Start of Block

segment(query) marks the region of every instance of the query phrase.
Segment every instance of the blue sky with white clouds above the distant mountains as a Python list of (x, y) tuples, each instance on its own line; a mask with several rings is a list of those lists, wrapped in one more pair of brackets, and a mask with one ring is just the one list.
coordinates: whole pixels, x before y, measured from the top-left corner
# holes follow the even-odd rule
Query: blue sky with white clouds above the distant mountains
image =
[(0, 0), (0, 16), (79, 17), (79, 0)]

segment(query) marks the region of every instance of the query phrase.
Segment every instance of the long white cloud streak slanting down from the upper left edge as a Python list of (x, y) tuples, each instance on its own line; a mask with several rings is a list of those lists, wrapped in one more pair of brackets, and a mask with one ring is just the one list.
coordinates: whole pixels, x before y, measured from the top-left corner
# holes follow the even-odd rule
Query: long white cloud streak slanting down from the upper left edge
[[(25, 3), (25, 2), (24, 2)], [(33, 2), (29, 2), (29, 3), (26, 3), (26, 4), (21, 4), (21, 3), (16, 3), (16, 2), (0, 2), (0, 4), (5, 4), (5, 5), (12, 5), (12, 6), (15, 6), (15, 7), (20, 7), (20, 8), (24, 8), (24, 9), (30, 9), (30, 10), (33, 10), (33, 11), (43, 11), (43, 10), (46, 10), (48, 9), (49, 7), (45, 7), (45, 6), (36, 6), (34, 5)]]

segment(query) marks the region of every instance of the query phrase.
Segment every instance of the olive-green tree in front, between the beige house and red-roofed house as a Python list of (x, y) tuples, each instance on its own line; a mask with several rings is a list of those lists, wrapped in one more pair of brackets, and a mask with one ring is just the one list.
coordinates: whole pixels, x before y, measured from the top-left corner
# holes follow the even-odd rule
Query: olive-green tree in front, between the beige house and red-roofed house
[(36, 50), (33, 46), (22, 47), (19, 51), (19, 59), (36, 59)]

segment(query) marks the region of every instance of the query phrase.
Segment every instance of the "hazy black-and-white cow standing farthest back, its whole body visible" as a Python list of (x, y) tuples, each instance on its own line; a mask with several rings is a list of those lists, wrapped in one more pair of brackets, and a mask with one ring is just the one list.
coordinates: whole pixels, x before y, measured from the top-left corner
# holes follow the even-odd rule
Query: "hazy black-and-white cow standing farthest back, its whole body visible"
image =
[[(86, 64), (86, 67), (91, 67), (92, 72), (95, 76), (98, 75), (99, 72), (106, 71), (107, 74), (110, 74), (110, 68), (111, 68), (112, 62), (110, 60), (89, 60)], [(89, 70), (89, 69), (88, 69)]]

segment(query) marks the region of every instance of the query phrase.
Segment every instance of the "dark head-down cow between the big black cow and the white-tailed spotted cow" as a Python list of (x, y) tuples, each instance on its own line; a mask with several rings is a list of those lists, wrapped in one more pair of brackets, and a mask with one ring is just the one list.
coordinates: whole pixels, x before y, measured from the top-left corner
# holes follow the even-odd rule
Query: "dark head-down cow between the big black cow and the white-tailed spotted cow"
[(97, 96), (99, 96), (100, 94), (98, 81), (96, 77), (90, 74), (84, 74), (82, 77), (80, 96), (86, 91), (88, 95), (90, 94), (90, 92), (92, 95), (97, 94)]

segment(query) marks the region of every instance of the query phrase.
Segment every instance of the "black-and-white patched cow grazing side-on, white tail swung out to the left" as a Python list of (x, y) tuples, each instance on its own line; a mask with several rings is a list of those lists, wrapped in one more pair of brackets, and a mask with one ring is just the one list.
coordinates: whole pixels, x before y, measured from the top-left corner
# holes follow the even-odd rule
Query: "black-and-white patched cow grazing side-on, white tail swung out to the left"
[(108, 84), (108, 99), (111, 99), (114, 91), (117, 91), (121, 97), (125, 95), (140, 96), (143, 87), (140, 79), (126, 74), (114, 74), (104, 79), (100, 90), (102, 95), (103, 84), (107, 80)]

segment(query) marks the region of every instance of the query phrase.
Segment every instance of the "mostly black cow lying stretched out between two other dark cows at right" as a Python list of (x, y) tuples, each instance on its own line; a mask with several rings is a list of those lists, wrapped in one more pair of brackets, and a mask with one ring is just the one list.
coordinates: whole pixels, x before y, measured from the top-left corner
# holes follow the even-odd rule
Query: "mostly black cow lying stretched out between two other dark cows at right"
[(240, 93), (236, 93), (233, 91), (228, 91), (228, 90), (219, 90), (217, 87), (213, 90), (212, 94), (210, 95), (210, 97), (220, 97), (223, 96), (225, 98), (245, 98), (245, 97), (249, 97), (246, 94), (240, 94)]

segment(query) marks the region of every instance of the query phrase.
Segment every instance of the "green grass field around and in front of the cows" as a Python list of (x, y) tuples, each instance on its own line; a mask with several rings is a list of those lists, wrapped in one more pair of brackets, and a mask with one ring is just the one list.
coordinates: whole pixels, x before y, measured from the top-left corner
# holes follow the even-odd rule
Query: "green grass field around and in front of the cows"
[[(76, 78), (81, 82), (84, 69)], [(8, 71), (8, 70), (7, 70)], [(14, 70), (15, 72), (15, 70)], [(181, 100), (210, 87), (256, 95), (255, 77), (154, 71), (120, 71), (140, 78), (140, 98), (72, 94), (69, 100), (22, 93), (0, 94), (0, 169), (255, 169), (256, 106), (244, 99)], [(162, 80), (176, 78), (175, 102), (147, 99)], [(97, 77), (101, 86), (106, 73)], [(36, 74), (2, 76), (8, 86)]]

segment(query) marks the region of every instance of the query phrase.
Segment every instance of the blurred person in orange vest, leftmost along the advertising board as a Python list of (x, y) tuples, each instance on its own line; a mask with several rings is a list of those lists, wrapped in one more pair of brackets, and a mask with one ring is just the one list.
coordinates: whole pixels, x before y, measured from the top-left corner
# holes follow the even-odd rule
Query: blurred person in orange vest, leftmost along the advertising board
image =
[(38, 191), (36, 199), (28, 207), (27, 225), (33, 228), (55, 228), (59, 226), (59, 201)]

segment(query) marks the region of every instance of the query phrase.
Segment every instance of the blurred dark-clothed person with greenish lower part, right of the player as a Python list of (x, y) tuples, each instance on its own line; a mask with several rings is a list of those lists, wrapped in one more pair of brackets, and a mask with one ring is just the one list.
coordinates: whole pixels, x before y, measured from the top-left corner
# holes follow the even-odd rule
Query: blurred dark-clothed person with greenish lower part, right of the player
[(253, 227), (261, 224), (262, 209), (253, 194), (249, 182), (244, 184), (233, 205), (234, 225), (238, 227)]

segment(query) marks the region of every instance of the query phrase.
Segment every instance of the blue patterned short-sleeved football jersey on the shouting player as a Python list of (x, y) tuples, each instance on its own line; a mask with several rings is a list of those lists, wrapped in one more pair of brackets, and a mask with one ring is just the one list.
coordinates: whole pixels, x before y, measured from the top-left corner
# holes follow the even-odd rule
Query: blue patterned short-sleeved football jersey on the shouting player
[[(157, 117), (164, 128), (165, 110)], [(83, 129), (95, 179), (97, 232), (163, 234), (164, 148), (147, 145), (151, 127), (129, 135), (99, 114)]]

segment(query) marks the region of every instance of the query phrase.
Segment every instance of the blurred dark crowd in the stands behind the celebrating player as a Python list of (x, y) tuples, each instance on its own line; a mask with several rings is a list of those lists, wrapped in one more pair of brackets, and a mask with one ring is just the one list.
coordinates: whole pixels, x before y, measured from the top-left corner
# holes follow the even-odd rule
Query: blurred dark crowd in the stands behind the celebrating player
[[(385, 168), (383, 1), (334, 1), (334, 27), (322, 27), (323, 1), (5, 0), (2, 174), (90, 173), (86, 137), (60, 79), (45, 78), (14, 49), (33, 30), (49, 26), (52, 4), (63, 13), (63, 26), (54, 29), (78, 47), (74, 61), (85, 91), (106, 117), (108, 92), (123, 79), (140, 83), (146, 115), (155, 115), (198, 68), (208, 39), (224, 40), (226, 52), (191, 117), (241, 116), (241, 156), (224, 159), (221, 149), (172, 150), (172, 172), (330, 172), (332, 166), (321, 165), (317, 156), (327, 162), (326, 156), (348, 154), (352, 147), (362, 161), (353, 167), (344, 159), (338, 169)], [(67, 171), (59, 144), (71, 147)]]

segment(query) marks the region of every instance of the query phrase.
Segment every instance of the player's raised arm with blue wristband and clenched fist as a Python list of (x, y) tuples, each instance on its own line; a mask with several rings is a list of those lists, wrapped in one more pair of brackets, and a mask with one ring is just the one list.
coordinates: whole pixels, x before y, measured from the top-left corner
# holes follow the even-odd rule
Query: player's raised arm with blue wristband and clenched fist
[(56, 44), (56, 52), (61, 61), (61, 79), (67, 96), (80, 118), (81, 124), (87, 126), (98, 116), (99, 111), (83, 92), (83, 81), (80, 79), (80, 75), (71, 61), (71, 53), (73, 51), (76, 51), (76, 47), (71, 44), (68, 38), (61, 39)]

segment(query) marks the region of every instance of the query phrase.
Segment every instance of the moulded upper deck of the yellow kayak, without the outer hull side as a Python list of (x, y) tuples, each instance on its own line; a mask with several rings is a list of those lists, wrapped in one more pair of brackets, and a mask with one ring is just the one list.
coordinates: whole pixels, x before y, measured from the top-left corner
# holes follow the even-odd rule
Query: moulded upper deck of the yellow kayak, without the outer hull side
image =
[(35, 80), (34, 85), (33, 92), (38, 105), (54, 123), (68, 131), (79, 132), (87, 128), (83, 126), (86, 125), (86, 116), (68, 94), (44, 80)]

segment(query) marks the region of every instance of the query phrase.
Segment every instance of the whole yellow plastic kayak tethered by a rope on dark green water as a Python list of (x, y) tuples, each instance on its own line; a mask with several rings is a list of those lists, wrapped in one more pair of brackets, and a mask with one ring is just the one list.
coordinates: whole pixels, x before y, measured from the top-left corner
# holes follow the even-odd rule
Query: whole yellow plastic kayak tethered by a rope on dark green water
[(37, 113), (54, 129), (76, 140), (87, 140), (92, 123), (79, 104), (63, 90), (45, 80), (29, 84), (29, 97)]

End of Block
Start of Block

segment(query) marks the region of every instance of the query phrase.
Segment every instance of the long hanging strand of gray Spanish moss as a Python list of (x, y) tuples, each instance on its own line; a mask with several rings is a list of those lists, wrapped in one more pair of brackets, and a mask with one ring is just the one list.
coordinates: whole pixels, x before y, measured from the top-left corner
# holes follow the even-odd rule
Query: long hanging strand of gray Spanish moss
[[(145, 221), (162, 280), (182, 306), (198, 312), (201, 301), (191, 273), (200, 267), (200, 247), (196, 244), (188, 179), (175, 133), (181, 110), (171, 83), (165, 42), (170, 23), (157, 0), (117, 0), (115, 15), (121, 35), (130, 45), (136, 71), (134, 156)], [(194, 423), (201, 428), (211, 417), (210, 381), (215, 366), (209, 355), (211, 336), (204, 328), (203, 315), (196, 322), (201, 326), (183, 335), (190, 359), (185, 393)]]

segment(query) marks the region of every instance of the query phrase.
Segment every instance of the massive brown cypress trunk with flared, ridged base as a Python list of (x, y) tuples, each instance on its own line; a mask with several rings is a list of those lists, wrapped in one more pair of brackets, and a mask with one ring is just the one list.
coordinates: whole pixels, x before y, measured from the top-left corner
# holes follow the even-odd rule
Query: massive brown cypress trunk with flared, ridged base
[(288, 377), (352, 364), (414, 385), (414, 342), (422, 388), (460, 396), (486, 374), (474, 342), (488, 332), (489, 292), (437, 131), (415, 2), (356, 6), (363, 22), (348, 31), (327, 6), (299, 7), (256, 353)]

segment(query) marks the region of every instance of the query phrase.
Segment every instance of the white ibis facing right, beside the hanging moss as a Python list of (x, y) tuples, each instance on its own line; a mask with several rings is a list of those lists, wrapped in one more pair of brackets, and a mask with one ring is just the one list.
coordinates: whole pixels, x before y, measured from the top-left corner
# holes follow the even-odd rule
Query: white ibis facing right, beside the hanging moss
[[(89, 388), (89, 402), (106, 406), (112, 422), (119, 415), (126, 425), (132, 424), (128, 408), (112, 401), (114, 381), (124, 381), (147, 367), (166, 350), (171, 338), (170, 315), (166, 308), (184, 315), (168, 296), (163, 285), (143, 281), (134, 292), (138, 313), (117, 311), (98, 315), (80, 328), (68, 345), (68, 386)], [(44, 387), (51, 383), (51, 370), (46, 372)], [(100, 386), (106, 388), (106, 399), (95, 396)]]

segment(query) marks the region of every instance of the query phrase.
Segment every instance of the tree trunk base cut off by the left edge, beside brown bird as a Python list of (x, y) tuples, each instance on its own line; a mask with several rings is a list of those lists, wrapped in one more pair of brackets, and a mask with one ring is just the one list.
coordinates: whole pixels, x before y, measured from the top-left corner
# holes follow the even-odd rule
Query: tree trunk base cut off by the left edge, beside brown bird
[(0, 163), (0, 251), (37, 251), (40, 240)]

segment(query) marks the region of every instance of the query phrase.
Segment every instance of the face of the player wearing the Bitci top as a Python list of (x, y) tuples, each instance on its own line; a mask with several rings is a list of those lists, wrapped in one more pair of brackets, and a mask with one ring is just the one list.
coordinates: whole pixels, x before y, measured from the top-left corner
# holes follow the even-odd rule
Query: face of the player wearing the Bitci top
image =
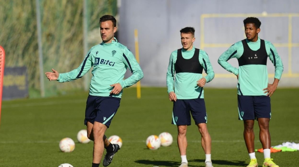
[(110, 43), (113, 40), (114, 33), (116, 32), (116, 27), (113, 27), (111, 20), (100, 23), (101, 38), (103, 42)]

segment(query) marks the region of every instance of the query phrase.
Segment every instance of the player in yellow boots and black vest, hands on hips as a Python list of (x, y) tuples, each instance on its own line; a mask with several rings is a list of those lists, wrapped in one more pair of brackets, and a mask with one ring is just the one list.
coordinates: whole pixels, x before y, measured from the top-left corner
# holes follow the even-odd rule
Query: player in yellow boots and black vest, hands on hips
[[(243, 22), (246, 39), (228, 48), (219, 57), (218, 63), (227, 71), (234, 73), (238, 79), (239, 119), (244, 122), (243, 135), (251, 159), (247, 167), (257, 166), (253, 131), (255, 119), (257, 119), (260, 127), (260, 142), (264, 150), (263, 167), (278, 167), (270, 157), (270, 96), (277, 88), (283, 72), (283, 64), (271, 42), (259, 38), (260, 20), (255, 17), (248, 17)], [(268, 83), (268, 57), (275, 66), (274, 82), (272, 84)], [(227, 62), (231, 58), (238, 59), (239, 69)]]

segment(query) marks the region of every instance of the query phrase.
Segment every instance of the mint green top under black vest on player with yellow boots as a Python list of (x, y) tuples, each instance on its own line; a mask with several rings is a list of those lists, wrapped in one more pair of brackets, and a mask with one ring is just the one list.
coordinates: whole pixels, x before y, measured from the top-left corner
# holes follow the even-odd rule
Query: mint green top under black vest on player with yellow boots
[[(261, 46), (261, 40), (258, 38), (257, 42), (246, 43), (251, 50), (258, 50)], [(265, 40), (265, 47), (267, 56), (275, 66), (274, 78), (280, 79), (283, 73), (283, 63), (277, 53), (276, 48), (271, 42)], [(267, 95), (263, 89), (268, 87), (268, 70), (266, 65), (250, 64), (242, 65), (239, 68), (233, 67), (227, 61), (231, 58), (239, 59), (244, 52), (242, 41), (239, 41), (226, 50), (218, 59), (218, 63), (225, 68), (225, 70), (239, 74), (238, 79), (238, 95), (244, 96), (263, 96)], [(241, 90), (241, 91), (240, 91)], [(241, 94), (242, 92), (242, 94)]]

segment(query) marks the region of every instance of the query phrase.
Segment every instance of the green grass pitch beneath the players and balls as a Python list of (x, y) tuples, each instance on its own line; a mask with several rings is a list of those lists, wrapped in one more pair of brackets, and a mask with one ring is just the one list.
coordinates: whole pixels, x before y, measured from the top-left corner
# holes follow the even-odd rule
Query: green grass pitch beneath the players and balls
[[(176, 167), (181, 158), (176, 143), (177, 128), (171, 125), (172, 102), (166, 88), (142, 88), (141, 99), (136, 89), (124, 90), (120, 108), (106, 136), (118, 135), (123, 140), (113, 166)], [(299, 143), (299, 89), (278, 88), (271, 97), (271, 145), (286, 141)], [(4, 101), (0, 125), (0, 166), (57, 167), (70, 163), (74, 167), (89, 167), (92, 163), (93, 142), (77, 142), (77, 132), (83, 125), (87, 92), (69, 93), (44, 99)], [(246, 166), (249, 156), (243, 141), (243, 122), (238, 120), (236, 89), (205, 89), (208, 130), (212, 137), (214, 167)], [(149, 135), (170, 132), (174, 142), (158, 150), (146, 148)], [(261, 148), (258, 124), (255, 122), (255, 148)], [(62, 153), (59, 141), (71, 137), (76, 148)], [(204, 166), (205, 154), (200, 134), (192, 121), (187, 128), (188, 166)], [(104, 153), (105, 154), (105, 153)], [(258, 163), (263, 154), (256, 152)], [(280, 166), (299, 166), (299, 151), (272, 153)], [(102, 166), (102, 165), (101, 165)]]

End of Block

Work instruction: A count is needed of the lines in this data that contain "clouds"; give the number and no other text.

Solved exercise: 2